Excerpted text Start Marker

The next calculation stage QOLI implies aggregating the calculated OAIs. I_kjt was calculated on the monthly basis, so we averaged the obtained monthly values in scale of the total period of study (during a year). To do that, we calculated the monthly mean value I_kjtm. The mean value I_kjtm was calculated by adding the OAI I_kjt for each month and dividing the sum by 12

I_{k j t m} = \frac{Σ I_{k j t n}}{12}

(3)

where n is each month of the year (January to December 2018).

Next, we determined the quality of life index QOLI_kj for the respective region by subtracting the mean monthly values of the OAI for the positive I_kj_1m and negative I_kj_2m modes

Q O L I_{k j m} = I_{k j 1 m} - I_{k j 2 m}

(4)

where I_kj_1m is a mean monthly OAI in the positive mode and I_kj_2m is a mean monthly value of the OAI in the negative mode.

When we calculated the QOLI, we did not take into account the neutral messages. The final value of the QOLI_k(tot) for each region k was calculated as a sum of the QOLI_kjm for all indicators of quality of life j

Q O L I_{k (t o t)} = Σ Q O L I_{k j m}

(5)

We calculated the QOLI for separate indicators QOLI_j(tot) as a sum of the QOLI_kjm values for all regions k

Q O L I_{j (t o t)} = Σ Q O L I_{k j m}

(6)

Results of the study

Based on our results, we are able to draw conclusions on two parameters of online discussions of various quality of life indicators: attitude and intensity of these discussions. On one hand, we see prevalence of negative publications (we observe negative values in all indicators), which means that the OAI value for the negative attitude was higher than the one for the positive attitude (Table 3 here).

Table 3.

Quality of life index for separate indicators.

Quality of life indicators	QOLIj(tot)

Excerpted text End Marker
Data for analysis Start Marker

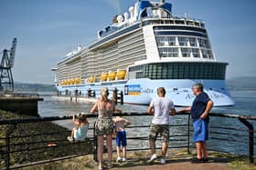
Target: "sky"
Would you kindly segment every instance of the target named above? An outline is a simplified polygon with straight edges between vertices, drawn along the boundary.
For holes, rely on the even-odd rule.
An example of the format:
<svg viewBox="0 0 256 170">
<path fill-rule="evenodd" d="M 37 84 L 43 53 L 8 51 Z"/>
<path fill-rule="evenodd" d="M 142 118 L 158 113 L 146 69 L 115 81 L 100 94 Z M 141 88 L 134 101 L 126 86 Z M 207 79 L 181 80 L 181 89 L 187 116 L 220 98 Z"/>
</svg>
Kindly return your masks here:
<svg viewBox="0 0 256 170">
<path fill-rule="evenodd" d="M 173 4 L 174 15 L 205 21 L 216 57 L 229 63 L 227 78 L 255 75 L 255 0 L 165 1 Z M 135 2 L 0 0 L 0 51 L 9 49 L 17 38 L 15 81 L 53 84 L 50 69 L 78 45 L 94 41 L 98 30 Z"/>
</svg>

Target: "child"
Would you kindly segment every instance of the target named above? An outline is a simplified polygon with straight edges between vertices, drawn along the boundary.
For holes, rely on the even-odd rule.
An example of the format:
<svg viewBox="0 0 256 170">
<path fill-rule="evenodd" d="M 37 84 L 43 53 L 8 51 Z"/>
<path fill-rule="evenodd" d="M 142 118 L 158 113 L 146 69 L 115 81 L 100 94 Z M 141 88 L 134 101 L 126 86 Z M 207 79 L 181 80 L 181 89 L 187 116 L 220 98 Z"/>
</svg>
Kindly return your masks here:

Data for analysis End Marker

### [What this exercise asks]
**A)** Update the quality-of-life index excerpt from "We calculated the QOLI for" through "for separate indicators.", replacing "publications" with "posts".
**B)** Summarize the quality-of-life index excerpt in two sentences.
**C)** Answer these questions using the quality-of-life index excerpt:
(i) What months of what year make up the study period?
(ii) Which messages were left out of the QOLI calculation?
(iii) What two parameters of online discussions do the results allow conclusions about?

### [Results in order]
**A)**
We calculated the QOLI for separate indicators QOLI_j(tot) as a sum of the QOLI_kjm values for all regions k

Q O L I_{j (t o t)} = Σ Q O L I_{k j m}

(6)

Results of the study

Based on our results, we are able to draw conclusions on two parameters of online discussions of various quality of life indicators: attitude and intensity of these discussions. On one hand, we see prevalence of negative posts (we observe negative values in all indicators), which means that the OAI value for the negative attitude was higher than the one for the positive attitude (Table 3 here).

Table 3.

Quality of life index for separate indicators.

**B)** Monthly OAI values for 2018 were averaged over 12 months, and each region's QOLI for an indicator was found by subtracting the negative-mode mean from the positive-mode mean, leaving out neutral messages. These values were summed across indicators for each region and across regions for each indicator, and the results show negative values in all indicators, meaning negative attitudes outweighed positive ones.

**C)**
(i) January to December 2018.
(ii) Neutral messages.
(iii) Attitude and intensity.